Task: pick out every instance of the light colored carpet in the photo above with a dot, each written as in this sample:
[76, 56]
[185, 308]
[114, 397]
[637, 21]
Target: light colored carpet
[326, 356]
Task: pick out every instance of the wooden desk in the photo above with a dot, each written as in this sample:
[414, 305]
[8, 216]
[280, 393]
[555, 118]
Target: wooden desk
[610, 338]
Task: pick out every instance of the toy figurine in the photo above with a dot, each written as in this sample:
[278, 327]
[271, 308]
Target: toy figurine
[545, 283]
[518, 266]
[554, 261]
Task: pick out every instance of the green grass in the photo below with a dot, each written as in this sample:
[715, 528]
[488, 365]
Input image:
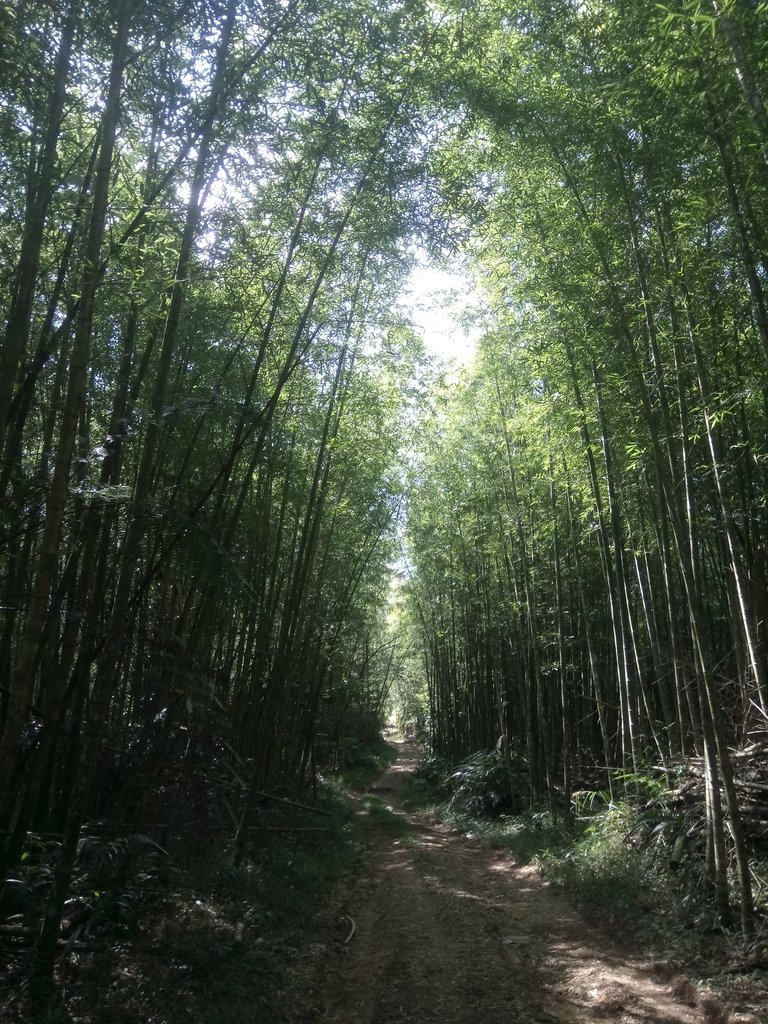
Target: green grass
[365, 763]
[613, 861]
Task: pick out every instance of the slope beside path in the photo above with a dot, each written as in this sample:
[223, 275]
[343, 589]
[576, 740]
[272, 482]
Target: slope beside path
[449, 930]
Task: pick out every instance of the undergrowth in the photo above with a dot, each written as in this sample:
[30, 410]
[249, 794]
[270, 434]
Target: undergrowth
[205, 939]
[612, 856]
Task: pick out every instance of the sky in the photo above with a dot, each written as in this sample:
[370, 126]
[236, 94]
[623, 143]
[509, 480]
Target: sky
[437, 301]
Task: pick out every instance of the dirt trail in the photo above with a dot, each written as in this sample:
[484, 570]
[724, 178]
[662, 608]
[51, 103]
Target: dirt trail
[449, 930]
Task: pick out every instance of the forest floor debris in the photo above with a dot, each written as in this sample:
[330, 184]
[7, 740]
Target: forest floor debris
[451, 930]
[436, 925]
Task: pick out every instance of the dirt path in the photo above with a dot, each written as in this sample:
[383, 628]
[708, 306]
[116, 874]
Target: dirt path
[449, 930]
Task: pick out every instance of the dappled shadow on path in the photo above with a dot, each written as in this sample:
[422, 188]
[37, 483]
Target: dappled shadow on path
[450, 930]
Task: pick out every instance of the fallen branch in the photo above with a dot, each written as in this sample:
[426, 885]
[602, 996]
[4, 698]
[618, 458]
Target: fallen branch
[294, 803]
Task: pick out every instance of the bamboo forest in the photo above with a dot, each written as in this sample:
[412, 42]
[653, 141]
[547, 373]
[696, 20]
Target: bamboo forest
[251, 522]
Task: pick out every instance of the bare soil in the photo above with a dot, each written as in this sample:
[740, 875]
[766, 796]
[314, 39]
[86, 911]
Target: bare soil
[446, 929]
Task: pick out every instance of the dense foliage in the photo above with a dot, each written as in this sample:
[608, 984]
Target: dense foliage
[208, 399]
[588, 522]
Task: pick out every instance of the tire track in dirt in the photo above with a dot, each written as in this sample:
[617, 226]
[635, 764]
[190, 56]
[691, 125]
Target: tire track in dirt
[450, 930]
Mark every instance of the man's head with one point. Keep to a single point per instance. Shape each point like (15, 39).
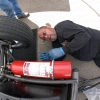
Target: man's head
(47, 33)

______________________________

-- TASK INSTRUCTIONS --
Could you transcribe the material above exactly, keeping every picture out?

-- OUTPUT FOR THIS TASK --
Task: pick out every instance of the light colored carpet in the photo above with a dot, each written as in this sample:
[76, 56]
[185, 308]
[114, 397]
[637, 21]
Target: light colored carpet
[326, 356]
Task: pick out every instance of the wooden desk in the photo above with a dot, each written as in this sample:
[414, 305]
[8, 216]
[280, 393]
[555, 118]
Target: wooden desk
[610, 338]
Task: pick out every instance of the toy figurine in the photo above with a dot, each written as in this sample:
[278, 327]
[271, 308]
Target: toy figurine
[545, 283]
[518, 266]
[554, 261]
Task: pick out every instance of the green grass in the photo below with a dot, each written as in this sample:
[715, 528]
[488, 365]
Input image:
Target: green grass
[365, 763]
[613, 861]
Task: pick out every instance of the slope beside path in the photo above with a dot, each written as in this sample:
[223, 275]
[343, 589]
[576, 740]
[272, 482]
Target: slope beside path
[449, 930]
Task: pick out every instance of the undergrowth in the photo above with a dot, each written as in this sample:
[30, 410]
[249, 794]
[270, 434]
Target: undergrowth
[205, 939]
[612, 856]
Task: pick out every instance of the sky in the photo above with a dot, each written as in this sample:
[370, 126]
[236, 94]
[623, 143]
[509, 480]
Target: sky
[437, 301]
Task: pick out every instance of the dirt trail in the photo above with a dot, each written as in this sample:
[484, 570]
[724, 178]
[662, 608]
[51, 103]
Target: dirt trail
[449, 930]
Task: pick out every instance of the forest floor debris in the photo above with a dot, each written as in this sample:
[330, 184]
[7, 740]
Target: forest floor debris
[451, 930]
[436, 925]
Task: pick out every instance of the dirt path in the photo above with a dot, each written as in this sample:
[383, 628]
[708, 306]
[116, 874]
Target: dirt path
[449, 930]
Task: pick out every instance of the dappled shadow on path in the photo above with a dot, each written as in this sample:
[422, 188]
[37, 483]
Target: dappled shadow on path
[450, 930]
Task: pick out every instance of the fallen branch in the photo above with a dot, each written as in this sample:
[426, 885]
[602, 996]
[4, 698]
[618, 458]
Target: fallen branch
[294, 803]
Task: pick out every instance of the bamboo forest in the photo above with a dot, each written as in this sample:
[412, 42]
[653, 141]
[547, 373]
[696, 20]
Target: bamboo forest
[251, 522]
Task: pick out every instance of the bare soil in the photo above with a dot, each written as in this sample:
[740, 875]
[766, 796]
[314, 39]
[86, 911]
Target: bare soil
[446, 929]
Task: pick out every instance of the dense foliage in the photo above with a dot, each written as in this sample:
[608, 984]
Target: dense foliage
[208, 399]
[588, 522]
Task: pick out every instance of the tire track in dirt in the photo above with a dot, each written as in this sample:
[617, 226]
[635, 764]
[190, 56]
[691, 125]
Target: tire track in dirt
[450, 930]
Mark every instance of the man's head with one point. Keep to a single point per instance. Shape each point like (15, 39).
Target: man's head
(47, 33)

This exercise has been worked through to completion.